List of tasks:
A. In the article about the Spanish-language radio show, rewrite the passage from "It is run by" to "approved in 2005.", changing "nonprofit" to "nonprofit organization".
B. According to the article about the Spanish-language radio show, on which station will Radio Pa'lante air?
C. List every program, publication, or organization in the article about the Spanish-language radio show whose name includes "Pa'lante".

Given passage:
|UNC partners with Hispanic youth to launch Spanish-language radio show|
|May 08, 2006|
A grassroots radio program produced by Hispanic youth for the Hispanic
community is set to launch June 2, and faculty at the University of
North Carolina at Chapel Hill are a part of the action.
Radio Pa'lante (pronounced pah-LON-tay), which means "let's roll" in Spanish, is a weekly teen-produced public affairs and music program that will air on Friday afternoons on WCOM (103.5 FM), a low-power station based out of neighboring Carrboro.
It is run by Pa'lante Inc., a Chapel Hill-Carrboro nonprofit started three years ago by Carrboro resident and UNC graduate Laura Wenzel to involve Hispanic youth in integrating the immigrant community in Orange County. One of the group's early projects was the Pa'lante magazine, a youth-produced quarterly magazine that stopped publishing last year.
When a community coalition started the WCOM station in Carrboro, Wenzel submitted a proposal for Radio Pa'lante, and it was approved in 2005.

Supplied data:
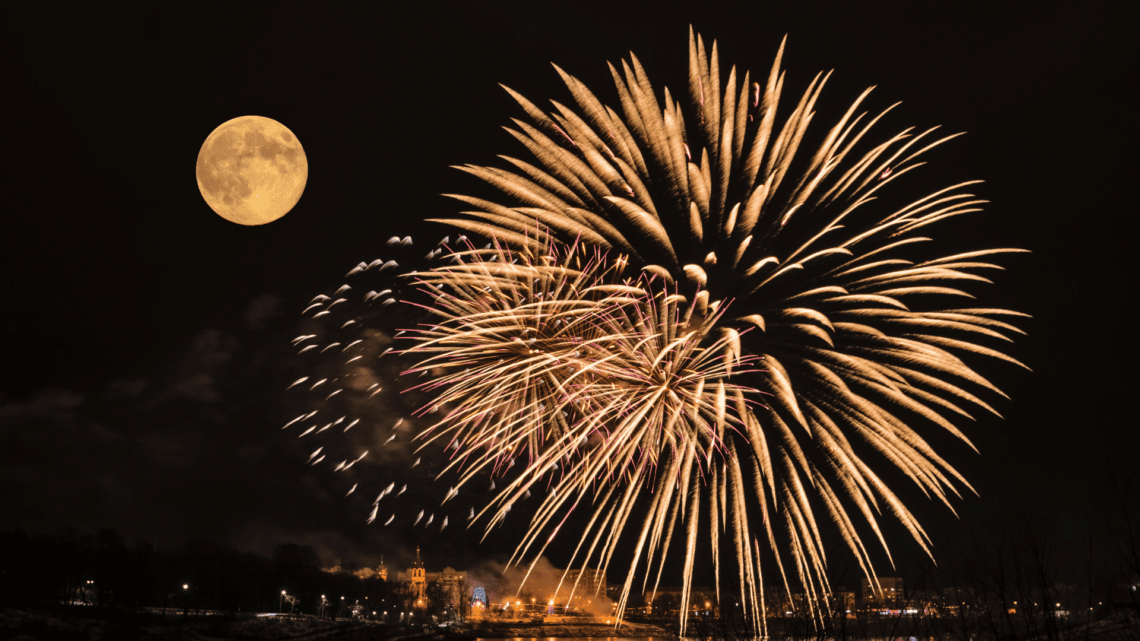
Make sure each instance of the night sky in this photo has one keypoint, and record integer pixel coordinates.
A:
==
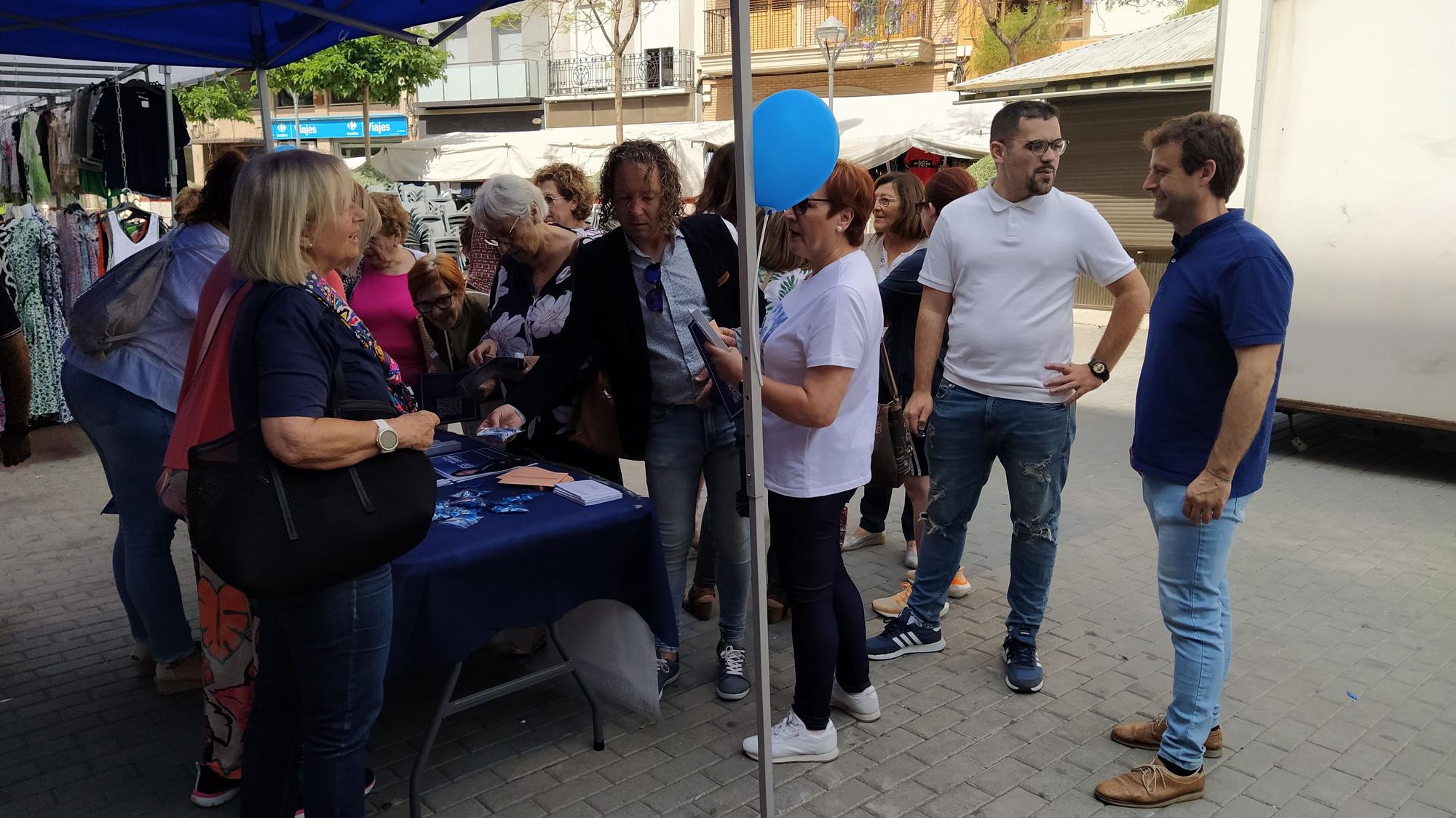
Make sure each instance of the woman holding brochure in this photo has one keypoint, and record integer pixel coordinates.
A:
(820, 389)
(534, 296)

Your written answers:
A.
It is run by Pa'lante Inc., a Chapel Hill-Carrboro nonprofit organization started three years ago by Carrboro resident and UNC graduate Laura Wenzel to involve Hispanic youth in integrating the immigrant community in Orange County. One of the group's early projects was the Pa'lante magazine, a youth-produced quarterly magazine that stopped publishing last year.
When a community coalition started the WCOM station in Carrboro, Wenzel submitted a proposal for Radio Pa'lante, and it was approved in 2005.

B. WCOM (103.5 FM), a low-power station based in Carrboro.

C.
- Radio Pa'lante
- Pa'lante Inc.
- Pa'lante magazine